Start of GIVEN RECORDS

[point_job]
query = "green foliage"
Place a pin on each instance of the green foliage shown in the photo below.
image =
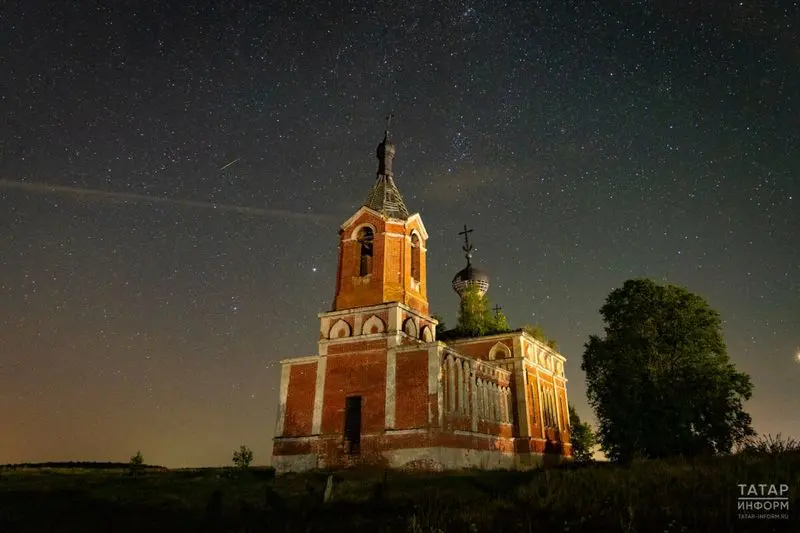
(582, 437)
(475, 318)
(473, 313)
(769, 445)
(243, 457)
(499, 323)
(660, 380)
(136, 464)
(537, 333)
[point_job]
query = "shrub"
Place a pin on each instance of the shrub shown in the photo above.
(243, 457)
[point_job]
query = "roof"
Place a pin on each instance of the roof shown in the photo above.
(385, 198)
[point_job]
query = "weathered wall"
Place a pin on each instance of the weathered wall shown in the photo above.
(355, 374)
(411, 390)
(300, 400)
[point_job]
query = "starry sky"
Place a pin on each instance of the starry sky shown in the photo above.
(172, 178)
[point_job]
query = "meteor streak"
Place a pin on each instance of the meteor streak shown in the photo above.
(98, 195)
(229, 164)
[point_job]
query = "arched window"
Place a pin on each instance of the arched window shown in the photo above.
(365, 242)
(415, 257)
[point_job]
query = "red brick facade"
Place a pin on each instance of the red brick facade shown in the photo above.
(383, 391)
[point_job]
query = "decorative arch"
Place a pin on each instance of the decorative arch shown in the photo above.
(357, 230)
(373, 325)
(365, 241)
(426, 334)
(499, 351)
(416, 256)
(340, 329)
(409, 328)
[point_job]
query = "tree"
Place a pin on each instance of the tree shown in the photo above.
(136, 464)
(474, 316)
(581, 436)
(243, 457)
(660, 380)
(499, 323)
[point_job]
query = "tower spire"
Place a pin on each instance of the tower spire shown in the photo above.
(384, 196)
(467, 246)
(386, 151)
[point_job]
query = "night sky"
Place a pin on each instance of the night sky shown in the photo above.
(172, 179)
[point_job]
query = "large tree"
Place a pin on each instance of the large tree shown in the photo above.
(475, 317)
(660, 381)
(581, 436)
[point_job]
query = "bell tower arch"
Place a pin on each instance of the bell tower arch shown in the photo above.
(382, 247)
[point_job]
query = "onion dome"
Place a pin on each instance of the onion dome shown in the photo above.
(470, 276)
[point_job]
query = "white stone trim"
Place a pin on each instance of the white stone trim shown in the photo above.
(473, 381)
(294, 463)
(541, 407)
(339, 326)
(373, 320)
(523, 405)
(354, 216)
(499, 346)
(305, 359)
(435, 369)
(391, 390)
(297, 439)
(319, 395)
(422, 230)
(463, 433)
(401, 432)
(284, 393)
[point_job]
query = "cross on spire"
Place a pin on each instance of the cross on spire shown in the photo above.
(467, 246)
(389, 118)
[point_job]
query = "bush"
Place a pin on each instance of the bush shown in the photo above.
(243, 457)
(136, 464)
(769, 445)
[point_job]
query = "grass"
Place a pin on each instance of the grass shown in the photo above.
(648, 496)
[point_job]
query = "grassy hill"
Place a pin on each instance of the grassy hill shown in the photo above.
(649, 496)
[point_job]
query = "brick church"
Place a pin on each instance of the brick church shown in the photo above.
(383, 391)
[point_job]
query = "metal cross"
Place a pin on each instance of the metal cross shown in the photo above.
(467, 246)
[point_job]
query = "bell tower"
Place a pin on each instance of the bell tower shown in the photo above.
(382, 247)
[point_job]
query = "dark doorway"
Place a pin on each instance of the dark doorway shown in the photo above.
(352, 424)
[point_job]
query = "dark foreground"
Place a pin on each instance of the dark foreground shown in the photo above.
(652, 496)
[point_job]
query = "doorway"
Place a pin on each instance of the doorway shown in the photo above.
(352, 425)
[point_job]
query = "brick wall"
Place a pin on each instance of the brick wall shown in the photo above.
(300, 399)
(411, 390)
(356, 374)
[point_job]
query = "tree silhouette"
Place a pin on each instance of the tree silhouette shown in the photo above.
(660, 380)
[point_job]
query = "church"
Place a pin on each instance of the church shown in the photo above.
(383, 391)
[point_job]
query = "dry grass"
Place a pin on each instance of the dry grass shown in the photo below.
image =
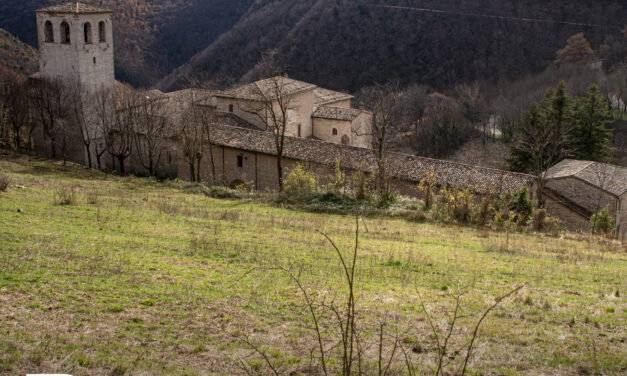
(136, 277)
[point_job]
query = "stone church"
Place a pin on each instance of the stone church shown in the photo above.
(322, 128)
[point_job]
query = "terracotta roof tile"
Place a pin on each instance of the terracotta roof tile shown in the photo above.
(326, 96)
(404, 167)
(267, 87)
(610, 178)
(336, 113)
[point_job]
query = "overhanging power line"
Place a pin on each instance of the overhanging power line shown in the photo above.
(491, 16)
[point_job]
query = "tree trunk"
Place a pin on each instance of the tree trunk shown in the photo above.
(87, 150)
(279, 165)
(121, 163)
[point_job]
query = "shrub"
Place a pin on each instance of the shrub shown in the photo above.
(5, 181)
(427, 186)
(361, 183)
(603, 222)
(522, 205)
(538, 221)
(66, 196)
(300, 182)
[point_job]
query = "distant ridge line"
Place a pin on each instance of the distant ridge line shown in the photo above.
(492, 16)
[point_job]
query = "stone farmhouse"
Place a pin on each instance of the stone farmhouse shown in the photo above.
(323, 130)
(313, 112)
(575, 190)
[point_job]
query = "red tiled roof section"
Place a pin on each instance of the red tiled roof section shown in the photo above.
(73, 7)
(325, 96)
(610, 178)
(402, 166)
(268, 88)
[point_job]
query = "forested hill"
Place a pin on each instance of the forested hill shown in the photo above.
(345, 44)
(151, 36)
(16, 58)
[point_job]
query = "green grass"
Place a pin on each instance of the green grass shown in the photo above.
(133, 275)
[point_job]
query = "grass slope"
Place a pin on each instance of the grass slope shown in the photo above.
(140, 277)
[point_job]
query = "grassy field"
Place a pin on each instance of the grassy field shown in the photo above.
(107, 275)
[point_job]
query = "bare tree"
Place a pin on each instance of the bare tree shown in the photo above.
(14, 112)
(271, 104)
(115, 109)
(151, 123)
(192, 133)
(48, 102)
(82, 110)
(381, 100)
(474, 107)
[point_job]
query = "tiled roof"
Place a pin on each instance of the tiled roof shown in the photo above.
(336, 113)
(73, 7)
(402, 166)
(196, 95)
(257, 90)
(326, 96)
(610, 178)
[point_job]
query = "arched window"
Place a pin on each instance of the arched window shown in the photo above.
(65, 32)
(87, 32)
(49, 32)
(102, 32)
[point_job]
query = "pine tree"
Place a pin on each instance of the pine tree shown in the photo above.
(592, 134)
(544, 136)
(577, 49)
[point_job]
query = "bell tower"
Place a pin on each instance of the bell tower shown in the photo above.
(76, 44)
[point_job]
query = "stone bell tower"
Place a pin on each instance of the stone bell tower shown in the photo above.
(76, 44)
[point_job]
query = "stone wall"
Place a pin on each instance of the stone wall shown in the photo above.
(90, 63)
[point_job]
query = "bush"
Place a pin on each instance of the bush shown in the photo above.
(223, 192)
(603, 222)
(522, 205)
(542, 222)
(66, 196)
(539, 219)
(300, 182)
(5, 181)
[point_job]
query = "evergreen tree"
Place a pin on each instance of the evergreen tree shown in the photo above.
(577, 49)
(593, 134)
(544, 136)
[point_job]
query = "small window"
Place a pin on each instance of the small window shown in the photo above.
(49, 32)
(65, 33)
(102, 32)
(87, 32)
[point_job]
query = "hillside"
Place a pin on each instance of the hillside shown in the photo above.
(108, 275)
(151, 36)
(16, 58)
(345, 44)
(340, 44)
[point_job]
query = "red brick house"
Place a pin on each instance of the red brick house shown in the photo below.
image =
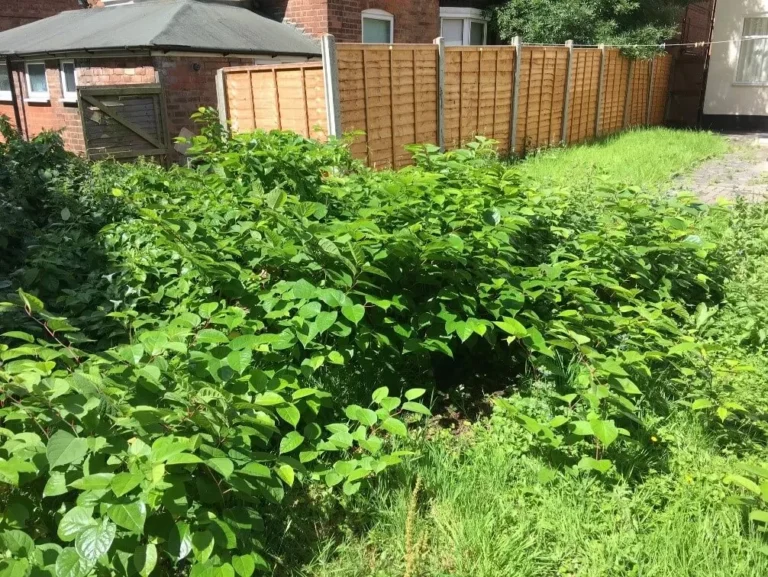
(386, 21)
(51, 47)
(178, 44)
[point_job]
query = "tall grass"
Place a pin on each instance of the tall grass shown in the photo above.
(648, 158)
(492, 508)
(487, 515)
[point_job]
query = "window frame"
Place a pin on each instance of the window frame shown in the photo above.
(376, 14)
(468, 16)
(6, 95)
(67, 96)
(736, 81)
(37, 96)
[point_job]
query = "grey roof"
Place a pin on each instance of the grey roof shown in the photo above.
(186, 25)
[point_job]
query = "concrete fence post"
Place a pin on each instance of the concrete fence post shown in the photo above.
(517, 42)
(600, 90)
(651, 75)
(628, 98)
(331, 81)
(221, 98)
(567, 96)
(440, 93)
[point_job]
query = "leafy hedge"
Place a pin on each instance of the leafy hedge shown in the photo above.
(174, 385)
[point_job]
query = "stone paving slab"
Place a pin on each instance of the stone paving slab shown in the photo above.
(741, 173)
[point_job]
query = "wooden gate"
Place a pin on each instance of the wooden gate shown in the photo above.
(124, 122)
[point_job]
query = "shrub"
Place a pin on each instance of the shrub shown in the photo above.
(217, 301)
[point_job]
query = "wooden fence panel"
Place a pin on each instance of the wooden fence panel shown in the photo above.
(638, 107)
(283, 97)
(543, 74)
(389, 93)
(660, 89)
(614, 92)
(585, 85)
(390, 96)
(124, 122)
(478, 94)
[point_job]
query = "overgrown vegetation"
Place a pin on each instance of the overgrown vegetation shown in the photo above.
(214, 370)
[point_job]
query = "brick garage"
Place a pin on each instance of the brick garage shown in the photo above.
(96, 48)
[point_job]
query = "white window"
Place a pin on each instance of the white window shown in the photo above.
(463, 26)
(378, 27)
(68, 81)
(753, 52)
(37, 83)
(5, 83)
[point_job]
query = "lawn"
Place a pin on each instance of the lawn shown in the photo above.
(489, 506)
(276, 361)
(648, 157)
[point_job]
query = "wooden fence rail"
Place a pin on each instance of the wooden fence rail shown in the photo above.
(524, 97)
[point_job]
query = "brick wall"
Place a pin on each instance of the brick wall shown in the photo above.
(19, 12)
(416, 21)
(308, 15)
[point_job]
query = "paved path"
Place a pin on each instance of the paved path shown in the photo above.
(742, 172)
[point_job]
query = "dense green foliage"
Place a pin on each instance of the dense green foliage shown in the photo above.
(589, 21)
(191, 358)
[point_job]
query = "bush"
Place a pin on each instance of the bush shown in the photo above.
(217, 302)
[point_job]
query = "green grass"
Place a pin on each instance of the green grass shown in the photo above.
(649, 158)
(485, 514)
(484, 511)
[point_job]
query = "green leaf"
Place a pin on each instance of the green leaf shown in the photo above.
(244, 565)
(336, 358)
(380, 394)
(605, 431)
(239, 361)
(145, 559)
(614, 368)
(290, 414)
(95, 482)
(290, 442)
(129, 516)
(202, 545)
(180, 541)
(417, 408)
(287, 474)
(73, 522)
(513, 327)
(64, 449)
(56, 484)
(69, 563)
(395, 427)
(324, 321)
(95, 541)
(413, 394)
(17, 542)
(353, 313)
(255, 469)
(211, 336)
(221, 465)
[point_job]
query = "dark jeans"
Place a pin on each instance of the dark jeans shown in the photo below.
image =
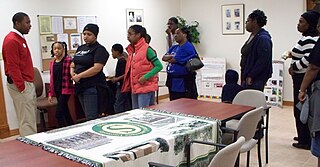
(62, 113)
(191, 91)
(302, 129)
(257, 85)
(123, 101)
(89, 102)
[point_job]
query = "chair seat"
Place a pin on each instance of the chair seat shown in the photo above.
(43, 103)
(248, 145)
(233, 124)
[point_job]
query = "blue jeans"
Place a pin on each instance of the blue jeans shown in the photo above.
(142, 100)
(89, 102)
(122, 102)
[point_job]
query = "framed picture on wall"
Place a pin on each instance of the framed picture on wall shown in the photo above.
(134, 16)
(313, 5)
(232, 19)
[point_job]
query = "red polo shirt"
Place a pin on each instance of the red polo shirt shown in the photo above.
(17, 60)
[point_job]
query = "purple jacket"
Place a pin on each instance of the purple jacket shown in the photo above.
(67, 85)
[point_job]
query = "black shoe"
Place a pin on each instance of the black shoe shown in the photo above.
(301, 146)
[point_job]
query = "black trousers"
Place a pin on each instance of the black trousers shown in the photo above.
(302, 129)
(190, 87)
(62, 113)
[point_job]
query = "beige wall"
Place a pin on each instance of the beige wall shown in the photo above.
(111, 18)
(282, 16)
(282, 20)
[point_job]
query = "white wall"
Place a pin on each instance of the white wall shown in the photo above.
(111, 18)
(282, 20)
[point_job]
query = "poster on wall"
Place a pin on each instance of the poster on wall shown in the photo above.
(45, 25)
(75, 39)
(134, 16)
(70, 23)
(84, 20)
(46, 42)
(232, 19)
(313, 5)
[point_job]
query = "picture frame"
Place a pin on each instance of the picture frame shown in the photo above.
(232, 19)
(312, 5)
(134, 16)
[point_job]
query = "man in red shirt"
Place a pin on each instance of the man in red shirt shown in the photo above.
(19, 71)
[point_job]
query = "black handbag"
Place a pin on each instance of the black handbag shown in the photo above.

End of GIVEN RECORDS

» **AIM OF THE TASK**: Locate every line in the listing above that holds the word "trunk", and copy each one in full. Case counts.

» **REPLY**:
query = "tree trunk"
Place a pin on each instance of the tree trunk shown in the photo above.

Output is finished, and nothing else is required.